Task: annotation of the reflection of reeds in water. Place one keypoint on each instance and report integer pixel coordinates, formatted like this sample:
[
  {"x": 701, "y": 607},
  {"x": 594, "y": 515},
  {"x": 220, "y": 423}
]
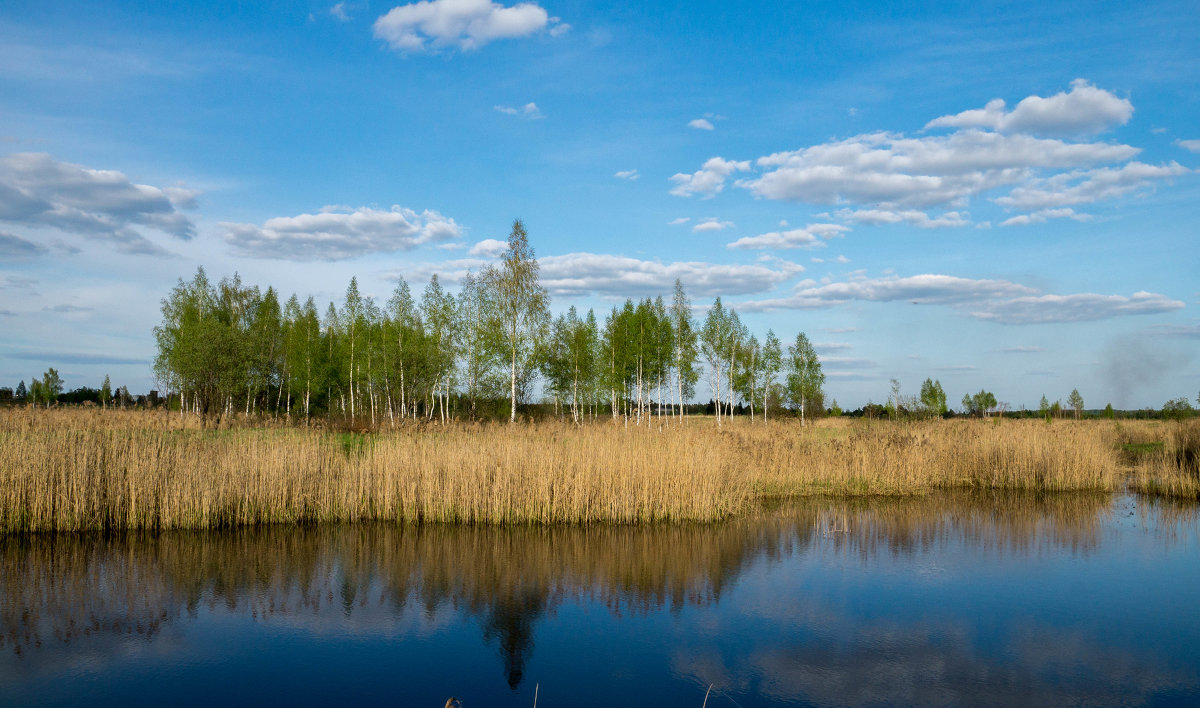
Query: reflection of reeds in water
[
  {"x": 60, "y": 588},
  {"x": 78, "y": 471}
]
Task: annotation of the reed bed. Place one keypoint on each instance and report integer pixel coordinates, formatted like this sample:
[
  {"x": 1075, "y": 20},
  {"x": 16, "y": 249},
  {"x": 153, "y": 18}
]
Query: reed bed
[
  {"x": 1171, "y": 469},
  {"x": 87, "y": 471}
]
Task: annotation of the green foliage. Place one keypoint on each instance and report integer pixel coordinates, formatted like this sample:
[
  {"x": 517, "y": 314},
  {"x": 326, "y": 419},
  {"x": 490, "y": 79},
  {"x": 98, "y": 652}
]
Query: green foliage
[
  {"x": 979, "y": 403},
  {"x": 804, "y": 377},
  {"x": 1177, "y": 409},
  {"x": 933, "y": 399},
  {"x": 520, "y": 311},
  {"x": 1077, "y": 402}
]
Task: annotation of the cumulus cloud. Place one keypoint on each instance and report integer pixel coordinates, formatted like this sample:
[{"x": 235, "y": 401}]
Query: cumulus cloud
[
  {"x": 1089, "y": 186},
  {"x": 1078, "y": 307},
  {"x": 810, "y": 237},
  {"x": 13, "y": 247},
  {"x": 1021, "y": 159},
  {"x": 910, "y": 216},
  {"x": 712, "y": 223},
  {"x": 469, "y": 24},
  {"x": 709, "y": 179},
  {"x": 895, "y": 172},
  {"x": 40, "y": 191},
  {"x": 528, "y": 111},
  {"x": 489, "y": 249},
  {"x": 337, "y": 233},
  {"x": 1084, "y": 109}
]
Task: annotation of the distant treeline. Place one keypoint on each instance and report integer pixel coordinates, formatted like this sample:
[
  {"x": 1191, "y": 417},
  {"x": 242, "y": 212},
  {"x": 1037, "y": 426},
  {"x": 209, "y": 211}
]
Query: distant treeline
[{"x": 231, "y": 347}]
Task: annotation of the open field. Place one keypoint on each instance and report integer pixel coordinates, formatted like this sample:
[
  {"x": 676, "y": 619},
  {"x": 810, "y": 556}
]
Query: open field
[{"x": 90, "y": 469}]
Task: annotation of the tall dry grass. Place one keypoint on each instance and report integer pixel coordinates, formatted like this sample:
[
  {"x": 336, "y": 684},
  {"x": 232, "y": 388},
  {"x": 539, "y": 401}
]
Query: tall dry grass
[
  {"x": 1173, "y": 469},
  {"x": 79, "y": 471}
]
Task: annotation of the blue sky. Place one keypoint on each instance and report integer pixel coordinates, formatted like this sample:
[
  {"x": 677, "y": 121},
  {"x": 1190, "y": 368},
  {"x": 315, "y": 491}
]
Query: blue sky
[{"x": 999, "y": 196}]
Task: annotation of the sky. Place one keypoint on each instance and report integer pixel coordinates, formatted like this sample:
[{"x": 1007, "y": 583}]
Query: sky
[{"x": 997, "y": 196}]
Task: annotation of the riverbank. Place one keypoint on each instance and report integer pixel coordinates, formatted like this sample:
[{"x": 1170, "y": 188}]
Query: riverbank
[{"x": 87, "y": 469}]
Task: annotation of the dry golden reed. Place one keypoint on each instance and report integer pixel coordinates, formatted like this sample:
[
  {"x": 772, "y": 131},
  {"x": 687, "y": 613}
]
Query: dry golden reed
[
  {"x": 83, "y": 469},
  {"x": 1173, "y": 469}
]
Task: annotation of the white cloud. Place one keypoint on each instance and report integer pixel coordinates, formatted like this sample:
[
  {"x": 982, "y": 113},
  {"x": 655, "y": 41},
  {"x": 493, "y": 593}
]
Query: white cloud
[
  {"x": 712, "y": 223},
  {"x": 1078, "y": 307},
  {"x": 40, "y": 191},
  {"x": 1087, "y": 186},
  {"x": 468, "y": 24},
  {"x": 15, "y": 247},
  {"x": 709, "y": 179},
  {"x": 918, "y": 289},
  {"x": 994, "y": 300},
  {"x": 1007, "y": 156},
  {"x": 621, "y": 276},
  {"x": 582, "y": 274},
  {"x": 489, "y": 249},
  {"x": 337, "y": 233},
  {"x": 1084, "y": 109},
  {"x": 911, "y": 216},
  {"x": 810, "y": 237},
  {"x": 843, "y": 363},
  {"x": 528, "y": 111},
  {"x": 1045, "y": 215},
  {"x": 918, "y": 173},
  {"x": 826, "y": 347}
]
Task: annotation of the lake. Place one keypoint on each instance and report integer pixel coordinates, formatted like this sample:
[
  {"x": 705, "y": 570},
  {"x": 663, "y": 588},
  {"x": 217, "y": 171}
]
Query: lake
[{"x": 981, "y": 599}]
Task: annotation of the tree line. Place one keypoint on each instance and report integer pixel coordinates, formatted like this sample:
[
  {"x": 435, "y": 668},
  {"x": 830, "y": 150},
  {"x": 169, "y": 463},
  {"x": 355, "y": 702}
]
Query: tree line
[{"x": 231, "y": 347}]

- [WHAT TO PRODUCE]: Copy all the material exactly; omit images.

- [RESULT OF THIS TASK]:
Task: annotation of the reflection of reeds in water. Place one keypoint on each instance and report integer pixel coordinates, formatted like this sample:
[
  {"x": 701, "y": 607},
  {"x": 594, "y": 515},
  {"x": 220, "y": 423}
]
Query: reflection of reeds in water
[
  {"x": 60, "y": 588},
  {"x": 78, "y": 471}
]
Task: annotation of the reed bed. Place one keypoint on each instance and report integer pixel coordinates, formatted like this sample:
[
  {"x": 1075, "y": 20},
  {"x": 16, "y": 249},
  {"x": 153, "y": 18}
]
Query: reed bed
[
  {"x": 1171, "y": 469},
  {"x": 87, "y": 471}
]
Task: annotation of the green foliage. Place one keypoint on each instance and report integer pixel coordinates, formatted like this sample:
[
  {"x": 517, "y": 314},
  {"x": 326, "y": 419},
  {"x": 490, "y": 79},
  {"x": 98, "y": 652}
]
Query: green foliage
[
  {"x": 979, "y": 403},
  {"x": 804, "y": 377},
  {"x": 1177, "y": 409},
  {"x": 933, "y": 399},
  {"x": 520, "y": 311},
  {"x": 1077, "y": 402}
]
Task: annotation of the cumulus cloud. Place one keypoint on each instance and report integer pixel coordinates, formatted like this sample:
[{"x": 235, "y": 401}]
Query: cumulus cloud
[
  {"x": 1089, "y": 186},
  {"x": 1078, "y": 307},
  {"x": 810, "y": 237},
  {"x": 13, "y": 247},
  {"x": 1021, "y": 159},
  {"x": 910, "y": 216},
  {"x": 712, "y": 223},
  {"x": 469, "y": 24},
  {"x": 709, "y": 179},
  {"x": 895, "y": 172},
  {"x": 40, "y": 191},
  {"x": 528, "y": 111},
  {"x": 489, "y": 249},
  {"x": 337, "y": 233},
  {"x": 1084, "y": 109}
]
Task: annotation of the distant treeline. Place one keypoint on each instance and report integer pixel coordinates, formatted like this sample:
[
  {"x": 1191, "y": 417},
  {"x": 242, "y": 212},
  {"x": 1037, "y": 426},
  {"x": 209, "y": 211}
]
Query: distant treeline
[{"x": 231, "y": 347}]
Task: annotation of the open field. Place one keypoint on each instance and report integer pixel coordinates, formatted like this sample:
[
  {"x": 676, "y": 619},
  {"x": 810, "y": 556}
]
Query: open field
[{"x": 90, "y": 469}]
Task: annotation of the tall dry grass. Place one keypoint on each instance and report integer pixel coordinates, formatted like this sample:
[
  {"x": 336, "y": 684},
  {"x": 232, "y": 388},
  {"x": 539, "y": 401}
]
Query: tall dry grass
[
  {"x": 1173, "y": 469},
  {"x": 79, "y": 471}
]
Task: annotation of the blue sky. Place one keypoint on each instance and report integer pixel coordinates, formatted like this sample:
[
  {"x": 677, "y": 121},
  {"x": 1190, "y": 368},
  {"x": 315, "y": 491}
]
Query: blue sky
[{"x": 999, "y": 196}]
Task: annotation of the sky. Place one keypoint on each instance and report integer pixel coordinates, formatted like this sample:
[{"x": 1007, "y": 583}]
Query: sky
[{"x": 997, "y": 196}]
Task: annotation of the riverbank. Place one keypoint on each instance and report integer pixel coordinates, formatted like this sample:
[{"x": 1170, "y": 188}]
Query: riverbank
[{"x": 87, "y": 469}]
Task: annotation of the dry golden reed. Place one keypoint on each instance and report integer pixel coordinates, formatted like this sample:
[
  {"x": 772, "y": 131},
  {"x": 687, "y": 613}
]
Query: dry golden reed
[
  {"x": 83, "y": 469},
  {"x": 1173, "y": 469}
]
Task: annotation of the white cloud. Place one keypoint on each instance and report integer pixel coordinates, formatted like this sample:
[
  {"x": 982, "y": 113},
  {"x": 655, "y": 41},
  {"x": 493, "y": 593}
]
Query: white cloud
[
  {"x": 712, "y": 223},
  {"x": 1078, "y": 307},
  {"x": 40, "y": 191},
  {"x": 1087, "y": 186},
  {"x": 468, "y": 24},
  {"x": 15, "y": 247},
  {"x": 709, "y": 179},
  {"x": 918, "y": 289},
  {"x": 994, "y": 300},
  {"x": 1007, "y": 156},
  {"x": 621, "y": 276},
  {"x": 582, "y": 274},
  {"x": 489, "y": 249},
  {"x": 337, "y": 233},
  {"x": 1084, "y": 109},
  {"x": 911, "y": 216},
  {"x": 810, "y": 237},
  {"x": 843, "y": 363},
  {"x": 528, "y": 111},
  {"x": 1045, "y": 215},
  {"x": 918, "y": 173},
  {"x": 826, "y": 347}
]
Task: annotation of the lake. Place one keypoint on each instance and report integer pixel coordinates, formatted like this sample:
[
  {"x": 705, "y": 570},
  {"x": 663, "y": 588},
  {"x": 217, "y": 171}
]
Query: lake
[{"x": 981, "y": 599}]
Task: annotation of the tree line. Place one keypoint on each instance and report integer pixel coordinates, formatted like this sample:
[
  {"x": 435, "y": 668},
  {"x": 830, "y": 150},
  {"x": 169, "y": 463},
  {"x": 355, "y": 702}
]
Query: tree line
[{"x": 231, "y": 347}]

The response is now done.